Exercise task
Pull out every line in the data below that contains the word "black", matching its case exactly.

+ + +

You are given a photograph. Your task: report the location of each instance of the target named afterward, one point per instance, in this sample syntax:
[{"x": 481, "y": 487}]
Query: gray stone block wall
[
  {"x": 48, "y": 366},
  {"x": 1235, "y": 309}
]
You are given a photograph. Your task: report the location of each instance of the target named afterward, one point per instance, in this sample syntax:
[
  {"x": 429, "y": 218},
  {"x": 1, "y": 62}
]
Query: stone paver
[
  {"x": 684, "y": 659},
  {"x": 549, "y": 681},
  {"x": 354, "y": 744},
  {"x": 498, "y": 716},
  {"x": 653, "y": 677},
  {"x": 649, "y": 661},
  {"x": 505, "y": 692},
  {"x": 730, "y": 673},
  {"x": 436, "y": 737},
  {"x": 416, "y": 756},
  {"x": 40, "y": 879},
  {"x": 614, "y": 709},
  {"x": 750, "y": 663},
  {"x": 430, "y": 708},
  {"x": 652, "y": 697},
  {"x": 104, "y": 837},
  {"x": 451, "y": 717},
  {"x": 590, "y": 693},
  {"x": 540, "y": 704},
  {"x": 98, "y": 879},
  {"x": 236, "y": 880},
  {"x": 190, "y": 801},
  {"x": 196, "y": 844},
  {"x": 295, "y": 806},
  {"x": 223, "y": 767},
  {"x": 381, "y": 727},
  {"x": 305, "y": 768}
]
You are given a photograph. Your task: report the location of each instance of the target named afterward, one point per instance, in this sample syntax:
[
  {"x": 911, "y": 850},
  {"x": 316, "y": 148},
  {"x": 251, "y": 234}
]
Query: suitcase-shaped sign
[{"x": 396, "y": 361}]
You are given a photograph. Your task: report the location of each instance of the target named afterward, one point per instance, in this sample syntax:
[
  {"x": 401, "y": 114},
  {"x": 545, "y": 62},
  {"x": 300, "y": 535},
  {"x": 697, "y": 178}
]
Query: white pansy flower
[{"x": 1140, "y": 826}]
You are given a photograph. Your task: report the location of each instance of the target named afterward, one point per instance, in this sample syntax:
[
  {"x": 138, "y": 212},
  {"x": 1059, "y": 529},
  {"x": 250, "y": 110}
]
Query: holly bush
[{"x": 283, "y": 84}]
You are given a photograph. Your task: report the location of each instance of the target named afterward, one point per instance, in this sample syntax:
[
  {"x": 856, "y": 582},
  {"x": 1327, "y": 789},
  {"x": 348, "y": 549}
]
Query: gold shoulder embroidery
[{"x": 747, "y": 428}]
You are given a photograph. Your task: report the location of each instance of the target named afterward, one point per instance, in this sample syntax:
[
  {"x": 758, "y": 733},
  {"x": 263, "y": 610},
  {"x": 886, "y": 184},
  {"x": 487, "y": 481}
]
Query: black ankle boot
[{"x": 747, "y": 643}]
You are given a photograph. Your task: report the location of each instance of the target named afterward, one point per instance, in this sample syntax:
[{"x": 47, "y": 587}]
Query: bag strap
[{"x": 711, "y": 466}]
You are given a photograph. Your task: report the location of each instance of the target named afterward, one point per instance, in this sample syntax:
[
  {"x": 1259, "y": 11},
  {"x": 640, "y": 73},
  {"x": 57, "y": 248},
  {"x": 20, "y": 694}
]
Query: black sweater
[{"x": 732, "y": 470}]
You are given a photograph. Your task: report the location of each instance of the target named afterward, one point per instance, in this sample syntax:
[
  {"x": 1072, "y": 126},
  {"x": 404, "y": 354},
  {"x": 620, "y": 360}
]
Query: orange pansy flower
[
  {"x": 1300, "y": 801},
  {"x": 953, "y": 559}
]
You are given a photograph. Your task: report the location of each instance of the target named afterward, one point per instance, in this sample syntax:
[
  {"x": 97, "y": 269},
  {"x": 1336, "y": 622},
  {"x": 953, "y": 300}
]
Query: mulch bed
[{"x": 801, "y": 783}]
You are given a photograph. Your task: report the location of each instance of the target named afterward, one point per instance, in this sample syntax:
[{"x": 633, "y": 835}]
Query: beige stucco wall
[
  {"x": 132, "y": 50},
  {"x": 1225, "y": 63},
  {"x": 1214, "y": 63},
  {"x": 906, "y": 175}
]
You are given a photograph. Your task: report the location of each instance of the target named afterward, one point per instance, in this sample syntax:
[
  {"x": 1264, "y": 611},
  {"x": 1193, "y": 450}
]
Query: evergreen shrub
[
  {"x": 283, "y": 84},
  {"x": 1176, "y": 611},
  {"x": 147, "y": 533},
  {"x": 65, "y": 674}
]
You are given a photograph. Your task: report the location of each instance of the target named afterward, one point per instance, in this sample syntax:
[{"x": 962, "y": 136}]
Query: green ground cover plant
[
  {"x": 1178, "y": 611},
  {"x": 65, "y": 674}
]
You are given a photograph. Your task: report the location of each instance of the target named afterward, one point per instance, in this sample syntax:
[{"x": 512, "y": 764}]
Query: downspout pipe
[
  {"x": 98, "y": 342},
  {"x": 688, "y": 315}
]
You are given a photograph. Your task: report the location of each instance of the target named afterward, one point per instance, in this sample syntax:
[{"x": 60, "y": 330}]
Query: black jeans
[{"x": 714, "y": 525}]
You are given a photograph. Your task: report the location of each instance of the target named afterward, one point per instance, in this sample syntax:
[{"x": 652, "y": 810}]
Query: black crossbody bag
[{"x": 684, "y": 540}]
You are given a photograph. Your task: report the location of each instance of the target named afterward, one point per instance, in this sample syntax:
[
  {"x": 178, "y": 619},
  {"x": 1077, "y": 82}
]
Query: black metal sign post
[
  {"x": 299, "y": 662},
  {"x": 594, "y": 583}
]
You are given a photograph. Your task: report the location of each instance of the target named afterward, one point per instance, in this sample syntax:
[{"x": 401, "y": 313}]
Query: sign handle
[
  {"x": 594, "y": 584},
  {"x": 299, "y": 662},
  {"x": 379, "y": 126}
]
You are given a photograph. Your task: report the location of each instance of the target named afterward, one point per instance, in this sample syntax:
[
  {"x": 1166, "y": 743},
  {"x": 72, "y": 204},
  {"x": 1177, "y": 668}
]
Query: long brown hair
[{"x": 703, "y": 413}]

+ + +

Solution to this exercise
Query: black ankle boot
Query: black sweater
Query: black jeans
Query: black crossbody bag
Query: black metal sign post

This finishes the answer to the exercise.